[Image outline annotation entries]
+ + + +

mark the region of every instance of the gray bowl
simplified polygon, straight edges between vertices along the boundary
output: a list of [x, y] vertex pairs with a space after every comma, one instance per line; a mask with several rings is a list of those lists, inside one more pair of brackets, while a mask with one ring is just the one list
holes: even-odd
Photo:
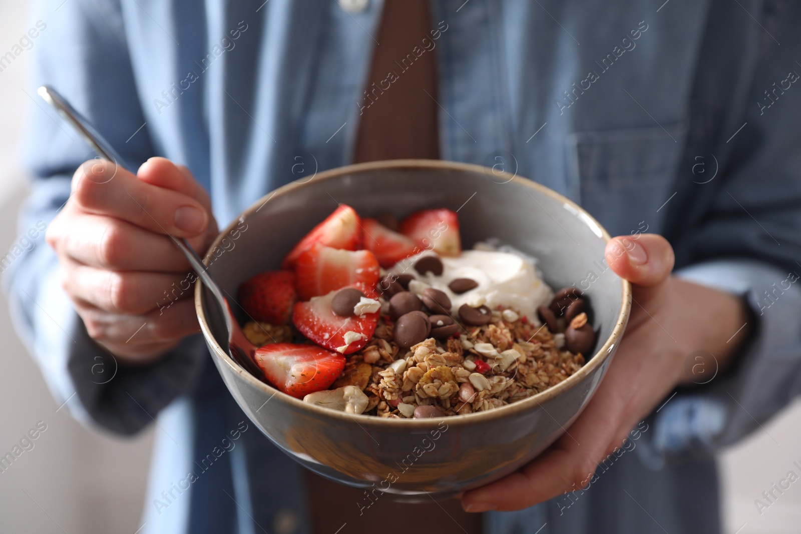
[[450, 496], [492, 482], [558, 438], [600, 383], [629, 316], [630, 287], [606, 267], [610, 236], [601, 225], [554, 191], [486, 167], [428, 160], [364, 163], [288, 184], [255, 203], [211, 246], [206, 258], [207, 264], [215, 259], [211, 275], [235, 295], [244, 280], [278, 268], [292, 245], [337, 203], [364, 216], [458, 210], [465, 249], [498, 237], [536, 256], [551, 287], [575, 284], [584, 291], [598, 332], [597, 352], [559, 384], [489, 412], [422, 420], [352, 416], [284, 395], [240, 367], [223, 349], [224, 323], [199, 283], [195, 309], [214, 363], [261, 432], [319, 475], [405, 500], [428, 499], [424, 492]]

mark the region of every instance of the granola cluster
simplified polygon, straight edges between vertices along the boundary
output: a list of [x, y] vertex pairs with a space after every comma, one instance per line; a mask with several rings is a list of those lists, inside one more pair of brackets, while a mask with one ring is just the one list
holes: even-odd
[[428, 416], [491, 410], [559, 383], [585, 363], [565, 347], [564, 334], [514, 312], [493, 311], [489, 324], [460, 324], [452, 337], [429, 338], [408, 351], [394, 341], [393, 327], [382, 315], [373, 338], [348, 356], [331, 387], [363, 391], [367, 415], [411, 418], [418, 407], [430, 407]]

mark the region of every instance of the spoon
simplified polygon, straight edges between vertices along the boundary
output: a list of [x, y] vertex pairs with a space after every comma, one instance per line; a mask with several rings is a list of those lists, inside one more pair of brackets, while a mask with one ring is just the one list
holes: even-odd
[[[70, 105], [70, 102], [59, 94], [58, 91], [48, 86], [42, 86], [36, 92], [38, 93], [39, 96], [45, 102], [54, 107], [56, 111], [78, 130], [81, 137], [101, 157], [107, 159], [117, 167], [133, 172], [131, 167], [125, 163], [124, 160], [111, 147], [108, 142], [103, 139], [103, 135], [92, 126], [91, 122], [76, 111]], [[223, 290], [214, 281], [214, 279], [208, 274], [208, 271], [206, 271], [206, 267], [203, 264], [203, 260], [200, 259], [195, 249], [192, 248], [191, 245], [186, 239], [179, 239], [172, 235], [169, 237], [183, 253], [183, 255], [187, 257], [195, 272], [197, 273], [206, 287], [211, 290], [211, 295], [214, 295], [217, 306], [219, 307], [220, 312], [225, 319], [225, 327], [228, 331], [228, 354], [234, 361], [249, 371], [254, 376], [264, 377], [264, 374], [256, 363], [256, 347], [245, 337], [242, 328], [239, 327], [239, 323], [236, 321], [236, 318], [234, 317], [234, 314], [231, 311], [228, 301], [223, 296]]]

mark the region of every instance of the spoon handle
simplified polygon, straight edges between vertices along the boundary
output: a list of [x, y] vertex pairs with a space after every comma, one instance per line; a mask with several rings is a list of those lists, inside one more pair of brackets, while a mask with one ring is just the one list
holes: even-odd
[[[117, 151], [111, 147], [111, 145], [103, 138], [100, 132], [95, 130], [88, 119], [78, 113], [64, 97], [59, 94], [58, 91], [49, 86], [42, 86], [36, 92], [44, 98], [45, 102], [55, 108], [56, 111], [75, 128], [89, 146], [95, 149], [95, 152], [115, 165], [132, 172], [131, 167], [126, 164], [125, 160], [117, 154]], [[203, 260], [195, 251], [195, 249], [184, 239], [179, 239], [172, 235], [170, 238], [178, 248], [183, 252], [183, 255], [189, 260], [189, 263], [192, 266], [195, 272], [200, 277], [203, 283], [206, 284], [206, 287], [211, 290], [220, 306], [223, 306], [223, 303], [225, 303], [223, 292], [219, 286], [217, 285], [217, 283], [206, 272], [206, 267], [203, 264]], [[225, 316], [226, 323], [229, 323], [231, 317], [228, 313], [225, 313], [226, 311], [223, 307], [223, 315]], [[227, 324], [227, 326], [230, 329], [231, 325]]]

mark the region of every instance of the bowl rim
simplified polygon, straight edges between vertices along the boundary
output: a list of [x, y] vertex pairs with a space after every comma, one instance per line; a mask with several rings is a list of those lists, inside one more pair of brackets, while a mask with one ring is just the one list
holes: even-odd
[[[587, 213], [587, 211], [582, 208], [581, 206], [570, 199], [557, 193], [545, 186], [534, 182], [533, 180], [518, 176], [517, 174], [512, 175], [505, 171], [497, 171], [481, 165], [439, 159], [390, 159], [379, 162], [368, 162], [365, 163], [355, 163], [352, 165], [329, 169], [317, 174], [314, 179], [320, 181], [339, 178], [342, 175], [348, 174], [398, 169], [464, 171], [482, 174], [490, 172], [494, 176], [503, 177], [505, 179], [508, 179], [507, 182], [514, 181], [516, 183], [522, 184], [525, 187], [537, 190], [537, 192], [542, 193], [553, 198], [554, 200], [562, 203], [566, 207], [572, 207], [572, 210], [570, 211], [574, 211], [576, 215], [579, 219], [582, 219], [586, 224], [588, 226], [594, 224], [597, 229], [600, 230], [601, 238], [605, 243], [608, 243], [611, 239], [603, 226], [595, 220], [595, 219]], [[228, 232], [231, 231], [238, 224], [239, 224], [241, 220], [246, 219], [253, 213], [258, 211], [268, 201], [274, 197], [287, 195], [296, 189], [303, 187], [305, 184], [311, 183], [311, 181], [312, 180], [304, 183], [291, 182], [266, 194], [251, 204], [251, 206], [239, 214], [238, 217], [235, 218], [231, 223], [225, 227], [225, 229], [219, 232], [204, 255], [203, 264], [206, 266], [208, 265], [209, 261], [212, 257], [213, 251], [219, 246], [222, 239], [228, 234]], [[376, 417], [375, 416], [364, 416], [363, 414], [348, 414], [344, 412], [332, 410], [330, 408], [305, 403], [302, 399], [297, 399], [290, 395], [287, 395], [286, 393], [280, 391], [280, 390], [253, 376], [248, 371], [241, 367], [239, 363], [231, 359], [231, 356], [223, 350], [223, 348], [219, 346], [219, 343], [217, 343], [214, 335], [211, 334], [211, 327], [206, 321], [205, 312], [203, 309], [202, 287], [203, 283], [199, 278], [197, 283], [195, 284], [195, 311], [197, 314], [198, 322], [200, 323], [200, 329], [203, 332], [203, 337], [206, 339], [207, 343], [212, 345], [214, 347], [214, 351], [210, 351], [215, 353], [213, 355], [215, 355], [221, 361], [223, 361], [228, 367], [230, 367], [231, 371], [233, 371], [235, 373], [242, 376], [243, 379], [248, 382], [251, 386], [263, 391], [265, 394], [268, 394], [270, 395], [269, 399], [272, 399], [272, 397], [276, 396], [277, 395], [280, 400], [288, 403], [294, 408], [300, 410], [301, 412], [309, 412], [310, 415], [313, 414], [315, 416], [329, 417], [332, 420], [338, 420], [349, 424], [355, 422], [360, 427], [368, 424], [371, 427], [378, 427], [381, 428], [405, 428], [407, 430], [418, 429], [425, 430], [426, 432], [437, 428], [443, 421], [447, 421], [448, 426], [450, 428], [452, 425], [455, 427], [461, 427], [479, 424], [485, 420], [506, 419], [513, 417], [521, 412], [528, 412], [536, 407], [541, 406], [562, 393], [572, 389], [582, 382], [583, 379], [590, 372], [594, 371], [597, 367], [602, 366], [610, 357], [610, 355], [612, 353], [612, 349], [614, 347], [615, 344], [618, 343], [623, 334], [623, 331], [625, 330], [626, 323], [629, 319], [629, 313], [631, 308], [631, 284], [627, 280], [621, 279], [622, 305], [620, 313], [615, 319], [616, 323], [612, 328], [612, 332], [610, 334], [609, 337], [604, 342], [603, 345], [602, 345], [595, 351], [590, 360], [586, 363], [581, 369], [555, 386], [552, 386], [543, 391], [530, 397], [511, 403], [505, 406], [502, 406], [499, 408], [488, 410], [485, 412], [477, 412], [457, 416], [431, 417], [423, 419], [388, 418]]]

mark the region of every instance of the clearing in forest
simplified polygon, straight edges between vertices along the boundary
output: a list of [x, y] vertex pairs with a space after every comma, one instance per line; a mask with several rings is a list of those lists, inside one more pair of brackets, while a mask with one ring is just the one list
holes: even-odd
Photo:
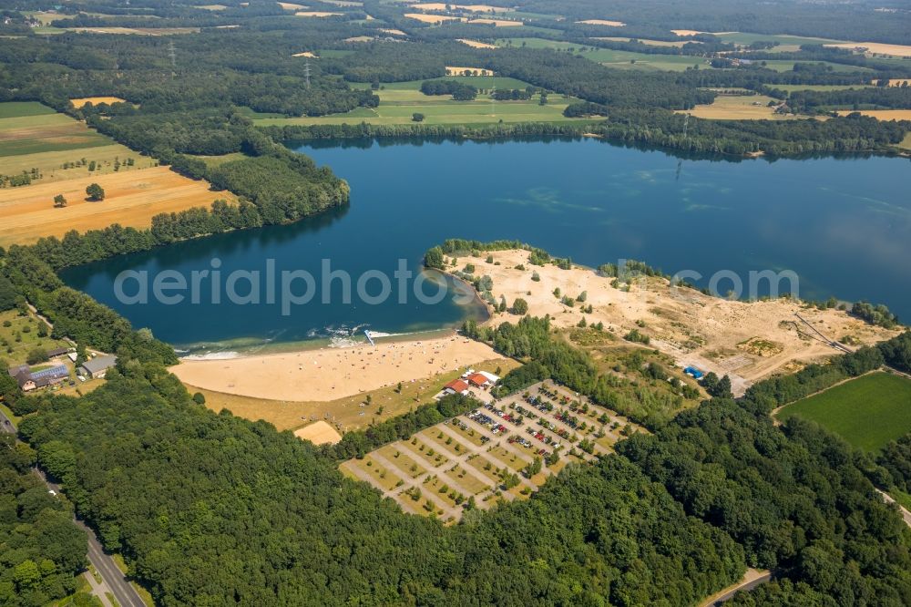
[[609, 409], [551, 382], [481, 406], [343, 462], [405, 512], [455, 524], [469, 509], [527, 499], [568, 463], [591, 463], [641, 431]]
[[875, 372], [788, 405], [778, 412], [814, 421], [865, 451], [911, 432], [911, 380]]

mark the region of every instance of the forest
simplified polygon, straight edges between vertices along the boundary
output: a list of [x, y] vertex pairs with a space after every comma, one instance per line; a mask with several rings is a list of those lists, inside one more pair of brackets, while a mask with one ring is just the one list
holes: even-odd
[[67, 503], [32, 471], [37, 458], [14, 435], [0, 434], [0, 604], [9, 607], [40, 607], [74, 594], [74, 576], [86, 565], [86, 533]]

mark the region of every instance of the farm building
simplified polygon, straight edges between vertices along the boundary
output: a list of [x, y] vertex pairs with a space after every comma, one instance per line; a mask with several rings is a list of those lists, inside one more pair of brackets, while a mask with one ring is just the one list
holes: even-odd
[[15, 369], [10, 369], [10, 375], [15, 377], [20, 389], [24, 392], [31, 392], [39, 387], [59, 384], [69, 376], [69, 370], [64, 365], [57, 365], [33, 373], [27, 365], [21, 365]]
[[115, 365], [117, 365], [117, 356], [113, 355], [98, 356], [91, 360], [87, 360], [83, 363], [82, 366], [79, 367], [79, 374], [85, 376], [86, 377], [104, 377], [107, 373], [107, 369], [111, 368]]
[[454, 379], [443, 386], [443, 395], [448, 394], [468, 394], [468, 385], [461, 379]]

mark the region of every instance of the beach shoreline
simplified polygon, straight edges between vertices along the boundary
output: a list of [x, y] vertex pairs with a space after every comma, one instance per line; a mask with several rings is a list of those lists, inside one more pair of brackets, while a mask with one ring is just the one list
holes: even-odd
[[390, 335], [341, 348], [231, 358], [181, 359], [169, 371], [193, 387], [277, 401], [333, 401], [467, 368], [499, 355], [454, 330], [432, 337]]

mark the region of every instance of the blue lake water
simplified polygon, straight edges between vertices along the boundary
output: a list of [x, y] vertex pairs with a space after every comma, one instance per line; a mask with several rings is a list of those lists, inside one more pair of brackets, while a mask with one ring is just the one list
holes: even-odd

+ + + +

Required work: Return, unchanged, the stretch of the items above from the line containing "mark the region of every instance of the blue" through the end of the items, including both ends.

Result of the exercise:
mark the region of every instance of the blue lake water
simplified polygon, straight edges between vertices along the boundary
output: a list of [x, y] vertex pairs with a space after every comma, one instance per line; a mask with several rings is a list of those lists, inside one more pair of brackets, while a mask with one ring is just the one list
holes: even-odd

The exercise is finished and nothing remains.